▸ **How to complete this task**: Update the rows from the start through the line containing "positive clicks: (538, 244)" by changing "rough mask" to "coarse mask", leaving everything else unchanged.

** Provided entries follows **

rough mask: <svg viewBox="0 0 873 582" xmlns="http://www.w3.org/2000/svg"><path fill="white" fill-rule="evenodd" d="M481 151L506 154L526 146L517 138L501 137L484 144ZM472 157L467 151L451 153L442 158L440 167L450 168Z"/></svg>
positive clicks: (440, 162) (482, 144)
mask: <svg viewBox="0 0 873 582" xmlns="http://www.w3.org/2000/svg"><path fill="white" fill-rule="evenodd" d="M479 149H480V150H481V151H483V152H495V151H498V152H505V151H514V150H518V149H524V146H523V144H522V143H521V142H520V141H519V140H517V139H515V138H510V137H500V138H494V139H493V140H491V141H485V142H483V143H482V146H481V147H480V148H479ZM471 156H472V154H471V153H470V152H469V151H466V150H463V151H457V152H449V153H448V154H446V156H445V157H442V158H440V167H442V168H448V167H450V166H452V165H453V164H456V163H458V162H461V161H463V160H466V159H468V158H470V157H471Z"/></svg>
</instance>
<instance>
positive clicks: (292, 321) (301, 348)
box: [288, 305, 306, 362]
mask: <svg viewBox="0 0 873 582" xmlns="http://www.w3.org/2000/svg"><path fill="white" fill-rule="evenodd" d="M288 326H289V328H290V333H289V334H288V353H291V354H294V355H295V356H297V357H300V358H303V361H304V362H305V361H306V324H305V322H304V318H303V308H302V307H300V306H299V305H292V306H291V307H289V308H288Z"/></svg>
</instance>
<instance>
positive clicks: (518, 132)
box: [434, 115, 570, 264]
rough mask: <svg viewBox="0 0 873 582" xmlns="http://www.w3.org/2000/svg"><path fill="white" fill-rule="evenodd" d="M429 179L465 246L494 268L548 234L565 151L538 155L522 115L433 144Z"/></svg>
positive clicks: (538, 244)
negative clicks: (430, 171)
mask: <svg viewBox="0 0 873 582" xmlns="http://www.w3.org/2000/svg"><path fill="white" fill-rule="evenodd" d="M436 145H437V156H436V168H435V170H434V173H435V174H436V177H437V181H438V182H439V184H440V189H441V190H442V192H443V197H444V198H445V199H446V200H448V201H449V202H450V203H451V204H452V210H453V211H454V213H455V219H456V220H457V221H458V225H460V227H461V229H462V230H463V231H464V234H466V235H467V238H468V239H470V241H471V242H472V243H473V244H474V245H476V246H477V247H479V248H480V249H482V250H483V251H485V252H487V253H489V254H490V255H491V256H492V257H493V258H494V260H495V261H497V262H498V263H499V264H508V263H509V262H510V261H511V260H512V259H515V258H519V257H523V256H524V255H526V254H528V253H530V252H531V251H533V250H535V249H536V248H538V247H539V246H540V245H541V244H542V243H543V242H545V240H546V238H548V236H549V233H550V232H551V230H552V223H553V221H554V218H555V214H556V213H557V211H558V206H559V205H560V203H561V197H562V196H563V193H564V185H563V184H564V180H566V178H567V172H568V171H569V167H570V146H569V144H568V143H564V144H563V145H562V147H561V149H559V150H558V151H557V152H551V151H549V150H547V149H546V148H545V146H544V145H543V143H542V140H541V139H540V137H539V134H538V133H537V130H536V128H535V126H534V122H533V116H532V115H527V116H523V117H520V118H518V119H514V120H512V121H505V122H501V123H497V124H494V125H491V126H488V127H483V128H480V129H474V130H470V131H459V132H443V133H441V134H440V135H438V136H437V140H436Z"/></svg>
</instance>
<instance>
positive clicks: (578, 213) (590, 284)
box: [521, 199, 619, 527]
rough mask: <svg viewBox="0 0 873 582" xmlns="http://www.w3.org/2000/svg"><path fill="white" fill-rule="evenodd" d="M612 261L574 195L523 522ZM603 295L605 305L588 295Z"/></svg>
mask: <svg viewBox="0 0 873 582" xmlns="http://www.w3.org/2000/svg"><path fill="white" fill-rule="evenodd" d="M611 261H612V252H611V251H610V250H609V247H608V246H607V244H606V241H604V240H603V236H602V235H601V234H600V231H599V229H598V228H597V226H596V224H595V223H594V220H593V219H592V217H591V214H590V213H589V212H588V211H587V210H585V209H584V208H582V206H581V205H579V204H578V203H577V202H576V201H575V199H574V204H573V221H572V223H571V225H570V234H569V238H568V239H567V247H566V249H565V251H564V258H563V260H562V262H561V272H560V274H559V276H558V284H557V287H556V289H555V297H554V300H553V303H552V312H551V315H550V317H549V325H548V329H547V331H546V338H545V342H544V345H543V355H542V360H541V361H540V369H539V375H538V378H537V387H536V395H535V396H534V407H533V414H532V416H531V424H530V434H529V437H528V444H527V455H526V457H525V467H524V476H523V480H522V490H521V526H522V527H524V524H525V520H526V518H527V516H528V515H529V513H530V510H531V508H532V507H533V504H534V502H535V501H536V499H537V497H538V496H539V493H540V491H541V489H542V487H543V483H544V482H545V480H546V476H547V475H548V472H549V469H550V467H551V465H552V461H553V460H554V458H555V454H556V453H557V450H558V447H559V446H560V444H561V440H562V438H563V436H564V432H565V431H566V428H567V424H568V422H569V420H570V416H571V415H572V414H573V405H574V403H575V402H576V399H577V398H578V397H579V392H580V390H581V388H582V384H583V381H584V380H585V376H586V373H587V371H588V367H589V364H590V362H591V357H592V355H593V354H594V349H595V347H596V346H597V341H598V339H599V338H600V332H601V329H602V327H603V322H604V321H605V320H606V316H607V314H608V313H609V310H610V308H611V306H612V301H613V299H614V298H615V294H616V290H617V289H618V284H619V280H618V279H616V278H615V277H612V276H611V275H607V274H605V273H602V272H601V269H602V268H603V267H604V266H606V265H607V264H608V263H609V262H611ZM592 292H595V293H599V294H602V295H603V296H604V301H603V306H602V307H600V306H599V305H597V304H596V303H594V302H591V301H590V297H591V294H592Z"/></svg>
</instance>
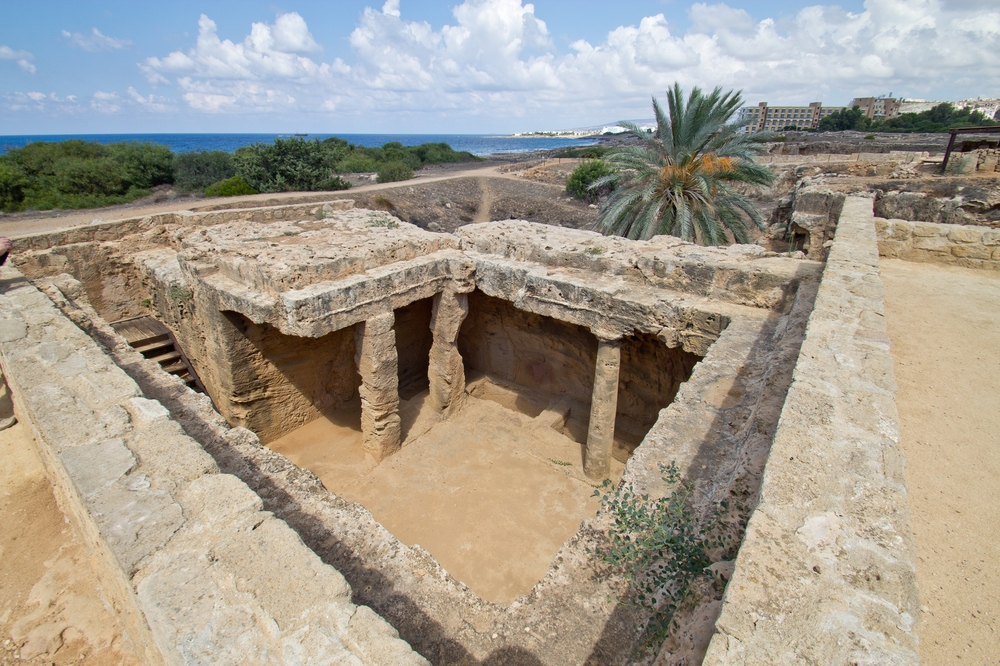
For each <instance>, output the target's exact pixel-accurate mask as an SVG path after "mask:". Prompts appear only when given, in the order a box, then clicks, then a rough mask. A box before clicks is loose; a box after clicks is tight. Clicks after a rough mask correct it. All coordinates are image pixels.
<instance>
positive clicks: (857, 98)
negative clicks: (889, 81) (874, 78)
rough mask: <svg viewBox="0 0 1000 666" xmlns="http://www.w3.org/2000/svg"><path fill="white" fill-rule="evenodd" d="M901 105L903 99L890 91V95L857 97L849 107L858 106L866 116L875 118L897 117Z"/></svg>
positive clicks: (853, 99)
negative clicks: (898, 97)
mask: <svg viewBox="0 0 1000 666" xmlns="http://www.w3.org/2000/svg"><path fill="white" fill-rule="evenodd" d="M901 105H902V100H898V99H896V98H895V97H892V96H891V93H890V96H888V97H855V98H854V99H852V100H851V105H850V107H848V108H851V109H853V108H854V107H858V108H860V109H861V110H862V111H864V112H865V117H867V118H871V119H873V120H874V119H875V118H895V117H896V116H898V115H899V109H900V106H901Z"/></svg>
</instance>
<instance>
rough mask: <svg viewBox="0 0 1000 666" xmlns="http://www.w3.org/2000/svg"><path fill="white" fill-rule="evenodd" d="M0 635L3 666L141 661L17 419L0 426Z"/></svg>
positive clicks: (24, 433) (86, 554)
mask: <svg viewBox="0 0 1000 666" xmlns="http://www.w3.org/2000/svg"><path fill="white" fill-rule="evenodd" d="M0 640H2V641H3V642H2V645H0V664H4V665H6V664H38V665H41V664H56V665H57V666H61V665H62V664H89V665H92V666H113V665H129V666H131V665H132V664H139V661H138V660H137V659H135V658H134V657H133V656H131V655H129V654H126V653H124V652H123V651H122V649H121V646H120V642H121V635H120V632H119V629H118V627H117V625H116V618H115V616H114V615H113V614H112V613H111V612H110V611H109V610H108V609H107V607H106V606H105V604H104V602H103V601H102V592H101V586H100V583H99V582H98V580H97V576H96V574H95V573H94V570H93V569H92V567H91V563H90V552H89V551H88V549H87V547H86V546H85V545H83V543H82V541H81V539H80V538H79V536H78V535H77V534H76V533H75V531H74V529H73V528H72V526H71V525H70V524H69V523H68V522H66V519H65V517H64V516H63V513H62V511H60V509H59V506H58V505H57V504H56V500H55V496H54V495H53V493H52V486H51V485H50V483H49V480H48V477H46V475H45V471H44V468H43V467H42V461H41V460H40V459H39V457H38V454H37V453H36V451H35V448H34V443H33V442H32V438H31V430H30V429H29V428H28V426H26V425H24V424H21V423H18V424H16V425H15V426H13V427H12V428H9V429H8V430H4V431H3V432H0Z"/></svg>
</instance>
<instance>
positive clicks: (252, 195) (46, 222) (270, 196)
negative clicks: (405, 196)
mask: <svg viewBox="0 0 1000 666" xmlns="http://www.w3.org/2000/svg"><path fill="white" fill-rule="evenodd" d="M468 177H476V178H486V177H489V178H511V179H517V178H516V176H512V175H508V174H506V173H503V172H501V171H499V167H498V166H497V165H493V166H487V167H478V168H475V169H462V170H460V171H447V172H445V173H433V172H432V173H431V174H428V175H423V176H417V177H416V178H413V179H412V180H408V181H405V182H402V183H376V184H372V185H361V186H358V187H352V188H351V189H350V190H341V191H336V192H277V193H270V194H252V195H248V196H242V197H226V198H218V199H206V198H191V199H175V200H172V201H170V202H165V203H158V204H148V205H136V204H126V205H122V206H111V207H108V208H94V209H87V210H78V211H54V212H39V213H37V214H15V215H7V216H3V215H0V235H2V236H8V237H10V238H16V237H18V236H29V235H33V234H41V233H49V232H53V231H61V230H64V229H71V228H73V227H79V226H83V225H86V224H91V223H93V222H95V221H97V220H101V221H104V222H113V221H116V220H125V219H128V218H133V217H144V216H146V215H153V214H155V213H166V212H170V211H179V210H197V209H198V208H200V207H206V206H211V207H215V206H218V205H219V204H220V203H224V202H230V203H236V204H242V205H245V204H247V203H250V202H252V203H256V204H257V205H260V206H272V205H280V204H291V203H296V202H299V201H317V200H320V201H326V200H330V199H349V198H350V197H351V195H352V194H354V193H359V192H361V193H363V192H373V191H378V190H385V189H392V188H396V187H400V186H402V185H423V184H427V183H437V182H441V181H445V180H454V179H456V178H468Z"/></svg>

** End of Provided entries **

▸ **Result of the exercise**:
coarse mask: <svg viewBox="0 0 873 582" xmlns="http://www.w3.org/2000/svg"><path fill="white" fill-rule="evenodd" d="M481 151L506 154L526 146L517 138L501 137L484 144ZM472 157L467 151L451 153L442 158L440 167L450 168Z"/></svg>
positive clicks: (440, 162) (482, 144)
mask: <svg viewBox="0 0 873 582" xmlns="http://www.w3.org/2000/svg"><path fill="white" fill-rule="evenodd" d="M479 149H480V150H481V151H483V152H495V151H498V152H505V151H514V150H518V149H524V146H523V144H522V143H521V142H520V141H519V140H517V139H515V138H510V137H500V138H494V139H493V140H491V141H485V142H483V143H482V146H481V147H480V148H479ZM471 156H472V154H471V153H470V152H469V151H466V150H463V151H457V152H449V153H448V154H446V156H445V157H442V158H440V167H442V168H448V167H450V166H452V165H453V164H456V163H458V162H461V161H463V160H466V159H468V158H470V157H471Z"/></svg>
</instance>
<instance>
positive clicks: (292, 321) (301, 348)
box: [288, 305, 306, 362]
mask: <svg viewBox="0 0 873 582" xmlns="http://www.w3.org/2000/svg"><path fill="white" fill-rule="evenodd" d="M288 326H289V328H290V333H289V334H288V353H291V354H294V355H295V356H297V357H300V358H303V361H304V362H305V361H306V324H305V322H304V318H303V308H302V307H300V306H299V305H292V306H291V307H289V308H288Z"/></svg>
</instance>
<instance>
positive clicks: (518, 132)
box: [434, 115, 570, 264]
coarse mask: <svg viewBox="0 0 873 582" xmlns="http://www.w3.org/2000/svg"><path fill="white" fill-rule="evenodd" d="M429 179L465 246L494 268L548 234L565 151L538 155L522 115L433 144Z"/></svg>
positive clicks: (538, 244)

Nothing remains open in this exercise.